Herkese tekrar merhabalar. Bu yazımızda siz okuyucularımıza usta yönetmen Francis Ford Coppola’nın çok bilinmeyen 2009 yapımı filmi Tetro’nun derinlemesine analizini sunmaya çalışacağız. Yazımız aynı zamanda spoiler (sürpriz bozan) da içereceğinden, filmi izlememiş olanların yazıyı okumamasını önemle rica eder, keyifli okumalar dileriz.

Günümüzde geçmekte olan film, aslında Coppola’nın neredeyse tüm filmleriyle ama özellikle The Godfather, The Godfather Part III – yeni kurgusunun ismiyle The Godfather Coda: The Death of Michael Corleone – filmleriyle akrabalığı olan bir film olarak okunabilir. Tetro’da da tıpkı ilk The Godfather filminde olduğu gibi askeri kıyafetleriyle aile evine dönen genç Bennie’yle tanışırız. Bennie Tetrocini, uzun yıllar önce aile evini terk eden abisi Angelo “Tetro” Tetrocini’yle yeniden buluşmak için Buenos Aires’e gelir. Angelo ya da kendisinin ısrarla deklare ettiği ismiyle Tetro, nefret ettiği babasıyla bağlarını çoktan koparmış; bunun haricinde önü açık bir şair adayı olarak görülürken geçirdiği kaza, annesinin ölümüyle birlikte büyük bir depresyona, ondan da melankoliye sürüklenmiştir. Son derece dışa dönük ve sıcak görülen, kendisinin tam karşıtı diyebileceğimiz sevgilisi Miranda ile yaşamakta olan Tetro’nun en istemeyeceği şey, yanına gelen erkek kardeşi aracılığıyla yeniden geçmişinin canlanmasıdır.

**Sorun**
Tetro filmi üzerine yukarıdaki yazıyı hiçbir kelimesini değiştirmeden baştan sona yeniden yazın.

**Veri bloğu**
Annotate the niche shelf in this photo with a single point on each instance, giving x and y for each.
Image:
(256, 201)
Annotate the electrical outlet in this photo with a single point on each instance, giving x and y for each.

**Görevin yanıtı**
Herkese tekrar merhabalar. Bu yazımızda siz okuyucularımıza usta yönetmen Francis Ford Coppola’nın çok bilinmeyen 2009 yapımı filmi Tetro’nun derinlemesine analizini sunmaya çalışacağız. Yazımız aynı zamanda spoiler (sürpriz bozan) da içereceğinden, filmi izlememiş olanların yazıyı okumamasını önemle rica eder, keyifli okumalar dileriz.

Günümüzde geçmekte olan film, aslında Coppola’nın neredeyse tüm filmleriyle ama özellikle The Godfather, The Godfather Part III – yeni kurgusunun ismiyle The Godfather Coda: The Death of Michael Corleone – filmleriyle akrabalığı olan bir film olarak okunabilir. Tetro’da da tıpkı ilk The Godfather filminde olduğu gibi askeri kıyafetleriyle aile evine dönen genç Bennie’yle tanışırız. Bennie Tetrocini, uzun yıllar önce aile evini terk eden abisi Angelo “Tetro” Tetrocini’yle yeniden buluşmak için Buenos Aires’e gelir. Angelo ya da kendisinin ısrarla deklare ettiği ismiyle Tetro, nefret ettiği babasıyla bağlarını çoktan koparmış; bunun haricinde önü açık bir şair adayı olarak görülürken geçirdiği kaza, annesinin ölümüyle birlikte büyük bir depresyona, ondan da melankoliye sürüklenmiştir. Son derece dışa dönük ve sıcak görülen, kendisinin tam karşıtı diyebileceğimiz sevgilisi Miranda ile yaşamakta olan Tetro’nun en istemeyeceği şey, yanına gelen erkek kardeşi aracılığıyla yeniden geçmişinin canlanmasıdır.